La gauche française malade de l’Europe

vendredi 6 février 2015 à 07:41, par bombix

« Le socialisme est désormais illégal. »
Valéry Giscard d’Estaing, après la ratification du Traité de Maastricht, 1992.

« Connais ton ennemi et connais-toi toi-même ; eussiez-vous cent guerres à soutenir, cent fois vous serez victorieux [...] Mais si tu ignores à la fois ton ennemi et toi-même, tu ne compteras tes combats que par tes défaites. »
Sun Tzu

Mardi 3 février, à l’appel de la FSU, des enseignants étaient en grève. Vous ne vous en êtes pas apercus ? Vous êtes bien excusable. C’était la petite grève de l’hiver. La fameuse « journée d’action » qui revient avec les saisons, qui ne désorganise rien et qui ne mobilise personne.
Il y aurait beaucoup à dire sur ces fameuses « journées d’action ». En toute logique, quand des responsables syndicaux lancent leurs troupes dans la bataille et demandent aux salariés de cesser le travail, ce devrait être sur un objectif clair et avec les moyens les plus efficaces possibles. En général, c’est l’inverse qui se produit. La journée d’hier n’a pas dérogé à la règle. La liste des revendications de l’appel de la FSU à cesser le travail était comme d’habitude longue et vague ; la « journée d’action » d’une inefficacité qui n’est plus à démontrer. En effet, une journée de grève n’a de sens que si elle vaut avertissement, comme prélude à une grève plus dure et plus déterminée, la seule efficace, celle qui met sa majesté Le Capital en difficulté.
Pour l’instant, et depuis un moment, il n’est plus guère inquiété, le Capital. On ne compte à l’actif des salariés aucune victoire depuis les grèves de 1995 qui firent reculer Juppé et sa casse programmée de la Sécurité Sociale, sinon, peut-être, le mouvement anti-CPE. La répétition des journées d’actions, égrainées d’une semaine sur l’autre, pendant la « lutte » contre la réforme des retraites en 2003 et 2010 a eu comme seul résultat d’épuiser les troupes et de faire échouer un mouvement pourtant puissant. En 2010, Sarkozy avait loué « le sens des responsabilités » des syndicats. Il pouvait les remercier en effet.
•••••
Liste des tâches:
(a) Dans le texte sur la gauche française et l'Europe, quelle organisation avait appelé les enseignants à la grève le mardi 3 février ?
(b) Prolongez, s'il vous plaît, le texte sur la gauche française et l'Europe à partir de sa dernière phrase.

Extrait des données:
•••••
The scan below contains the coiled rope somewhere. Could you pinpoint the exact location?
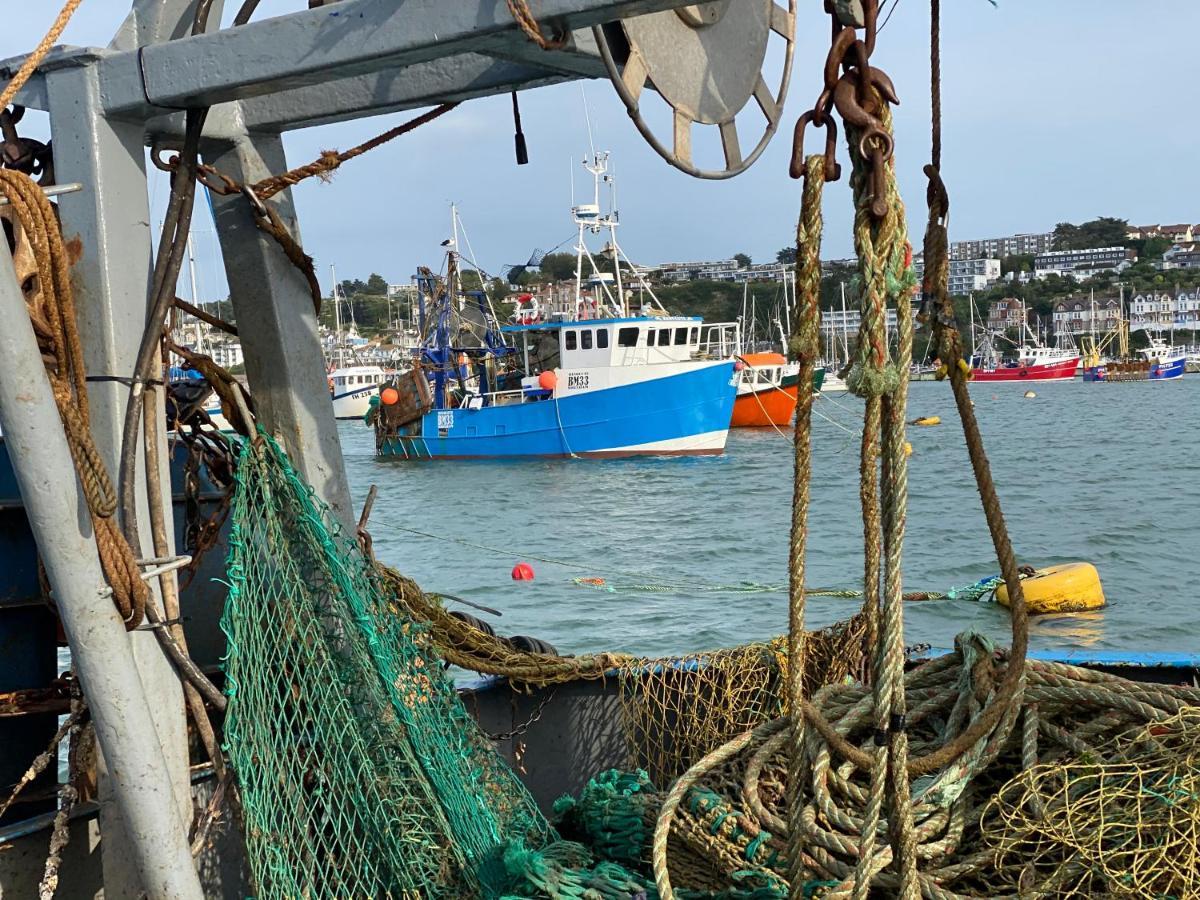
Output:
•••••
Réponses dans l'ordre:
(a) La FSU.

(b)
On aurait sans doute tort d’imputer cette situation à la seule trahison des appareils et de ceux qui les dirigent. Les choses s’éclairent aussi si l’on prend en compte une logique qui conduit les syndicats français à s’inscrire dans un cadre européen qui limite leur action et donne sens à une stratégie au final suicidaire.

Peu après les grèves de 1995, la CGT demandait et obtenait son adhésion à la Confédération Européenne des Syndicats. La CFDT avait été la première à y adhérer, suivie de FO. La FSU en fait partie depuis 2011. Seulement, pour entrer à la CES, la CGT avait dû montrer patte blanche. Modifiant ses statuts à son congrès de Montreuil en 1995, elle faisait disparaître toutes références à la socialisation des moyens de production et abandonnait l’objectif de l’abolition du salariat, vieux mot d’ordre d’un marxisme désormais abandonné aux poubelles de l’histoire. Dès lors, et comme pour tous les autres syndicats, son orientation européenne impliquait une allégeance aux principes néo-libéraux qui commandent l’actuelle construction de l’Europe.

De fait, depuis sa création, la CES qui fonctionne grâce aux subventions européennes, n’a jamais mis à son ordre du jour l’organisation d’une grève. Elle demande gentiment « une Europe plus sociale ». Elle a renoncé aux luttes pour se faire force de « proposition ». Quand, donc, en février 2014, Thierry le Paon déclarait au Nouvel Economiste : « Il n’existe à la CGT aucune opposition de principe face au patronat. L’entreprise est une communauté composée de dirigeants et de salariés – là encore, je regrette que les actionnaires fassent figures d’éternels absents - et ces deux populations doivent pouvoir réfléchir et agir ensemble dans l’intérêt de leur communauté » il témoignait simplement de l’orientation désormais réformiste de sa centrale, et attestait clairement que la CGT, une trentaine d’années après la CFDT, actait son aggiornamento au nouvel ordre capitaliste désormais sans adversaires, même en rêve, et dont la construction européenne est la pierre angulaire.

Les choses sont-elles très différentes du côté des partis et des organisations politiques ? Que l’on considère par exemple la lutte en sourdine qui se mène depuis quelques mois contre le TAFTA, ces accords de libre échange et d’investissements négociés dans le plus grand secret au niveau européen. S’ils sont adoptés, sous prétexte d’une relance d’une hypothétique croissance, ils consacreront la domination des multinationales — la plupart étasuniennes — sur nos sociétés, attaquant nos normes sociales, financières, sanitaires, culturelles, environnementales. Il s’agit rien de moins qu’une forme de colonisation des économies du vieux continent, mise en place au profit des USA, et baptisé sobrement « accord de partenariat ».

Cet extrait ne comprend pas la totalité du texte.